Data extract →
----------
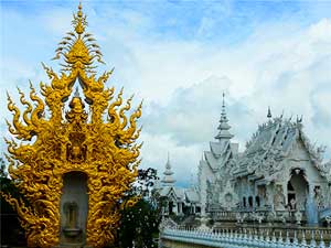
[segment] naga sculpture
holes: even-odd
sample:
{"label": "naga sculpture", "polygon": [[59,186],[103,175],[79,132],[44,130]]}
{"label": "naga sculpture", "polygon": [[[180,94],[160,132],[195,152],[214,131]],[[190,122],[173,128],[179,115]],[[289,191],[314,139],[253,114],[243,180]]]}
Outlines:
{"label": "naga sculpture", "polygon": [[[25,107],[22,112],[8,96],[13,119],[7,123],[14,137],[6,140],[8,171],[25,200],[1,195],[15,207],[29,247],[58,245],[60,202],[66,173],[87,176],[87,246],[111,244],[120,208],[137,201],[122,198],[140,163],[141,143],[136,140],[141,128],[136,122],[141,104],[128,116],[132,97],[122,103],[122,89],[115,96],[114,87],[105,87],[113,71],[97,76],[95,64],[103,63],[102,53],[92,34],[85,32],[87,22],[81,4],[72,24],[74,31],[60,42],[54,57],[63,60],[61,73],[43,65],[51,84],[40,84],[42,96],[31,83],[31,101],[19,89]],[[75,83],[82,87],[85,104],[78,94],[73,94]]]}

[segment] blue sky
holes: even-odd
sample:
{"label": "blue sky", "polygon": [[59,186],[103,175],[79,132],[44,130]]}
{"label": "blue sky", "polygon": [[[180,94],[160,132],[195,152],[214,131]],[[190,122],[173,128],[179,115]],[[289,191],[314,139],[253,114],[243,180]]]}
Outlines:
{"label": "blue sky", "polygon": [[[78,1],[1,1],[0,111],[29,79],[47,83],[51,61]],[[108,86],[125,86],[141,119],[143,166],[163,170],[167,153],[180,184],[195,173],[216,133],[222,93],[234,141],[274,115],[303,115],[312,142],[331,154],[331,1],[83,1]],[[8,136],[0,120],[1,137]],[[4,143],[0,143],[6,150]]]}

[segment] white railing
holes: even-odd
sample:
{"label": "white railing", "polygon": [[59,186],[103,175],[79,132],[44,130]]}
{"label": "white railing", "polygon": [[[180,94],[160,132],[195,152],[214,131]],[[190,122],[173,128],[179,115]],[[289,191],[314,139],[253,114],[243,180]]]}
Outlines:
{"label": "white railing", "polygon": [[257,235],[250,231],[233,231],[221,230],[213,231],[211,229],[183,229],[166,227],[161,234],[161,240],[173,240],[183,244],[194,244],[205,247],[216,248],[331,248],[331,242],[327,246],[323,240],[322,233],[319,234],[319,240],[312,234],[310,241],[306,240],[305,233],[301,240],[297,238],[297,234],[292,238],[287,233],[282,237],[281,233],[276,237],[275,233]]}

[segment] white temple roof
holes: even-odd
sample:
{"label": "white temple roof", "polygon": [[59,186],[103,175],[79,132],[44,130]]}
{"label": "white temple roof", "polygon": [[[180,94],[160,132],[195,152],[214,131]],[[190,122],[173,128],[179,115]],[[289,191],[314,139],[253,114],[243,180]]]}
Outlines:
{"label": "white temple roof", "polygon": [[[321,170],[321,153],[305,136],[301,120],[290,121],[290,119],[274,118],[260,125],[252,140],[247,142],[246,151],[237,161],[236,174],[242,176],[254,173],[257,177],[270,177],[271,174],[282,169],[279,164],[289,155],[298,140],[303,143],[313,164]],[[261,174],[261,172],[268,173],[268,175]]]}

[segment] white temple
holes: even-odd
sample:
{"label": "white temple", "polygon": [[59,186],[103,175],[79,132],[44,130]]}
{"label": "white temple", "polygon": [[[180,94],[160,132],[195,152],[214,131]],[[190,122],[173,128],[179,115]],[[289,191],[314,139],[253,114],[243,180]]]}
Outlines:
{"label": "white temple", "polygon": [[[194,205],[201,216],[217,220],[217,214],[232,213],[236,222],[297,223],[325,225],[331,219],[331,161],[323,162],[323,147],[310,143],[302,128],[302,117],[271,117],[238,152],[238,143],[223,106],[218,133],[210,142],[199,164]],[[179,190],[171,177],[168,161],[162,195],[175,204],[190,205],[183,198],[189,190]],[[182,213],[178,211],[175,213]]]}
{"label": "white temple", "polygon": [[168,154],[166,171],[159,188],[160,197],[163,200],[164,215],[190,215],[201,212],[199,192],[192,185],[189,188],[175,187],[172,170]]}

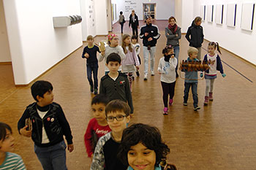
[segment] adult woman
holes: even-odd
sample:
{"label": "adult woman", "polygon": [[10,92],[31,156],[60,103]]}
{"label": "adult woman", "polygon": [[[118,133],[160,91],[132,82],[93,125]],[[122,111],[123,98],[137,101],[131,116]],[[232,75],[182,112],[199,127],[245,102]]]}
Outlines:
{"label": "adult woman", "polygon": [[[179,42],[178,39],[181,38],[181,28],[177,26],[176,19],[170,17],[168,20],[168,26],[165,28],[165,36],[167,38],[167,45],[173,47],[175,58],[178,63]],[[176,66],[176,77],[178,77],[177,73],[178,65]]]}

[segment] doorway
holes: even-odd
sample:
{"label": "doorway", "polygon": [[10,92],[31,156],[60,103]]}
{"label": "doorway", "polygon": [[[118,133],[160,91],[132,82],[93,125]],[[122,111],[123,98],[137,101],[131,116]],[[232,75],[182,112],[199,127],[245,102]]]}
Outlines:
{"label": "doorway", "polygon": [[156,18],[156,4],[143,4],[143,20],[146,20],[147,15],[151,16],[152,19]]}

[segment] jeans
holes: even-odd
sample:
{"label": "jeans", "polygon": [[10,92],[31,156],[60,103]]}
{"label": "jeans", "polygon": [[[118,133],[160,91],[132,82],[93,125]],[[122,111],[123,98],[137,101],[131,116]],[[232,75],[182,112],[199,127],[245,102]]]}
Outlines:
{"label": "jeans", "polygon": [[34,144],[34,150],[44,170],[66,170],[66,144],[62,141],[47,147]]}
{"label": "jeans", "polygon": [[184,89],[184,103],[187,103],[187,99],[189,98],[189,88],[191,89],[193,94],[193,105],[194,107],[197,107],[198,104],[198,96],[197,96],[197,82],[185,82],[185,89]]}
{"label": "jeans", "polygon": [[154,71],[154,53],[156,53],[156,46],[151,47],[150,50],[148,50],[148,47],[143,46],[143,57],[144,57],[144,74],[148,74],[148,53],[150,54],[150,69]]}
{"label": "jeans", "polygon": [[94,83],[91,80],[91,73],[94,74],[94,89],[98,89],[98,69],[99,66],[97,63],[86,63],[87,67],[87,79],[90,83],[91,87],[94,86]]}
{"label": "jeans", "polygon": [[174,46],[173,50],[174,50],[175,58],[177,58],[177,66],[176,66],[176,68],[175,69],[175,70],[176,71],[176,73],[177,73],[177,69],[178,69],[178,66],[179,46]]}

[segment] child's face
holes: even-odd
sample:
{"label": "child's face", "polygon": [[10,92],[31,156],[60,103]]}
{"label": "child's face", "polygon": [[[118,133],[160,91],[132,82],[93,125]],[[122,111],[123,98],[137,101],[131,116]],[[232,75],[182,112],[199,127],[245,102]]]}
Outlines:
{"label": "child's face", "polygon": [[197,53],[197,53],[197,52],[194,52],[194,53],[192,53],[191,54],[190,54],[190,58],[192,58],[192,59],[195,59],[195,58],[197,58]]}
{"label": "child's face", "polygon": [[37,100],[41,107],[47,106],[53,101],[53,90],[49,90],[44,93],[43,97],[37,96]]}
{"label": "child's face", "polygon": [[91,110],[94,117],[99,122],[106,121],[106,115],[105,115],[105,104],[99,103],[91,105]]}
{"label": "child's face", "polygon": [[110,40],[110,46],[111,47],[118,46],[118,40],[119,40],[118,37],[117,37],[117,36],[113,37],[111,40]]}
{"label": "child's face", "polygon": [[94,45],[94,39],[88,39],[88,40],[87,40],[88,45],[89,45],[89,46],[92,46],[92,45]]}
{"label": "child's face", "polygon": [[208,45],[208,53],[210,54],[214,54],[215,51],[215,48],[214,45]]}
{"label": "child's face", "polygon": [[127,38],[124,39],[124,42],[126,45],[129,45],[129,44],[131,44],[131,38],[128,36]]}
{"label": "child's face", "polygon": [[156,152],[138,143],[131,147],[128,152],[128,163],[134,170],[154,170],[156,163]]}
{"label": "child's face", "polygon": [[[111,129],[113,133],[122,133],[123,131],[127,128],[127,124],[129,121],[129,116],[126,116],[125,113],[124,112],[121,111],[116,111],[115,112],[108,112],[107,115],[107,118],[108,117],[116,117],[113,119],[113,121],[110,121],[108,120],[108,124]],[[117,119],[122,119],[118,120]]]}
{"label": "child's face", "polygon": [[136,44],[137,43],[137,39],[132,39],[132,44]]}
{"label": "child's face", "polygon": [[121,64],[118,61],[110,61],[108,63],[106,63],[106,66],[109,69],[110,73],[116,73],[120,65]]}
{"label": "child's face", "polygon": [[0,152],[12,152],[14,150],[14,138],[9,130],[6,129],[6,131],[4,139],[0,141]]}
----------
What you have to do → Please pull out every line above that contains the word "sculpture" and copy each one in full. Case counts.

Completed exercise →
[segment] naga sculpture
{"label": "naga sculpture", "polygon": [[59,186],[103,175],[79,132],[44,130]]}
{"label": "naga sculpture", "polygon": [[[180,94],[160,132],[195,152],[214,131]],[[190,122],[173,128],[179,115]],[[289,191],[314,139],[253,114],[243,180]]]}
{"label": "naga sculpture", "polygon": [[[25,107],[22,112],[8,96],[13,119],[7,123],[14,137],[6,140],[8,171],[25,200],[1,195],[15,207],[29,247],[58,245],[60,202],[66,173],[87,176],[87,246],[111,244],[120,208],[137,201],[122,198],[140,163],[141,143],[136,140],[141,128],[136,122],[141,104],[128,116],[132,97],[122,103],[122,89],[115,96],[114,87],[105,87],[113,71],[97,76],[95,64],[103,63],[102,53],[92,34],[85,32],[87,22],[81,4],[72,24],[74,31],[60,42],[54,57],[63,60],[61,73],[43,65],[51,84],[40,84],[42,96],[31,83],[31,101],[19,89]],[[75,83],[82,87],[85,104],[78,94],[73,94]]]}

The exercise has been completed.